SC: I don’t really think about it. In one way it’s great to make music that is very much for yourself. In another it’s great to have your music heard! One thing I don’t totally dig is that you have to be a bit more careful of how much stuff you put out there. Your responsibility as an artist comes out a bit.

TF: I am aware that you come from an artistic background did you never want to rebel against your linage and become an accountant or something?

SC: There was never a time I wanted to rebel against the artistic side of life. It was always my path so I didn’t argue! 

TF: For a long time in electronic music it was deemed as being passe to make music with melodic content, however there seems to be a current rejection of this, is this something you are conscious of? 

SC: Not really. I don’t even think all the material is “melodic” although I do favor a melody or something to latch on to at least. Would that be termed as a “hook”? 

TF: Do you see yourself as part of a scene?

:::

■ **Task instructions**
**a.** In the interview, what does SC say they favor in their music?
**b.** Repeat the part of the interview starting at "SC: There was never" and ending at "are conscious of?".
**c.** Write what follows the last line of the interview.

:::

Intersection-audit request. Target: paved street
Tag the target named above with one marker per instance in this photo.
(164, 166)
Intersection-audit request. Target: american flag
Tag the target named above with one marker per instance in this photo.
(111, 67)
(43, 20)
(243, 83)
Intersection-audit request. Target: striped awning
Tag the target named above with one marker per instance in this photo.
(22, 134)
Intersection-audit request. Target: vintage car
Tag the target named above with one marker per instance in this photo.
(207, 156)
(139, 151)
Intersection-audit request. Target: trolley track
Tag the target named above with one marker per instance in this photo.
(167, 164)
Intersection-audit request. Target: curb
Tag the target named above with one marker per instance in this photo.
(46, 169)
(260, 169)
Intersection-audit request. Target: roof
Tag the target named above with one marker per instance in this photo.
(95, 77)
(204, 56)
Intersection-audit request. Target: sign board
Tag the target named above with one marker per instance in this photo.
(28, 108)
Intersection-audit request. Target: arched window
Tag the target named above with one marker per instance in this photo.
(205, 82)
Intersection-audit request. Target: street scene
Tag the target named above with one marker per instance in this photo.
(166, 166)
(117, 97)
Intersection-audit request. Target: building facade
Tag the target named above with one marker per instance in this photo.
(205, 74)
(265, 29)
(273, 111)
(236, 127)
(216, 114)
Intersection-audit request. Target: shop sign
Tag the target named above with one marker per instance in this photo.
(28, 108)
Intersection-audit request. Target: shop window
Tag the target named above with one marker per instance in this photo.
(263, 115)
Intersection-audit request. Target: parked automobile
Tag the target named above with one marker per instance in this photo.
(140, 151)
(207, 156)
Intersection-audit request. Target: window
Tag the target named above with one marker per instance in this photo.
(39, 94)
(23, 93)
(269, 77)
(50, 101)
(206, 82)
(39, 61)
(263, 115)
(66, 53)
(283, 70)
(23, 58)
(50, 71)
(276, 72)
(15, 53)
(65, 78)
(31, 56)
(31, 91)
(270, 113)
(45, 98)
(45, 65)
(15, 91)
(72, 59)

:::

■ **Outputs**
**a.** A melody, or at least something to latch on to.

**b.**
SC: There was never a time I wanted to rebel against the artistic side of life. It was always my path so I didn’t argue! 

TF: For a long time in electronic music it was deemed as being passe to make music with melodic content, however there seems to be a current rejection of this, is this something you are conscious of?

**c.**
SC: There are definitely more people in L.A. making electronic music nowadays. For a while there in the 90’s it felt very strange to set up a bunch of pedals and drum machines on stage at a rock club. People were very confused by it. I was confused by it. Everybody probably was! Anyways, as far as a scene, you could say The Pharaohs, Suzanne Kraft, SFV Acid, E.S.P. Institute and many more are fairly aware of what the others are doing. I think what makes it a scene is that everybody stokes everybody to do better. 

TF: How important is equipment to you? Do you fetishise certain bits of kit, or could you make music with anything?

SC: I find new pieces of gear to be inspiring. It’s like getting to know them or not knowing them well that can create some amazing things. The thrill of their possibilities or limitations can really shape a piece of music. Of course collecting old synths is awesome but they are really getting pricey nowadays. Luckily I have a few classics already. I also like to look in the unexpected areas of gear too like FM synths and even some automatic dance music making machines from the 90s like the early Electribes.

TF: Did your time playing in bands have a lasting effect on the way you work and the music you produce?

SC: I find it interesting when I bring a guitar into my music. It opens a lot of old doors in my mind. I also find that it’s so immediately expressive it’s almost daunting. Lately guitar has been appealing to me a lot more. Bass guitar is more easily adaptable for me.

TF: Do you see your music as Psych music?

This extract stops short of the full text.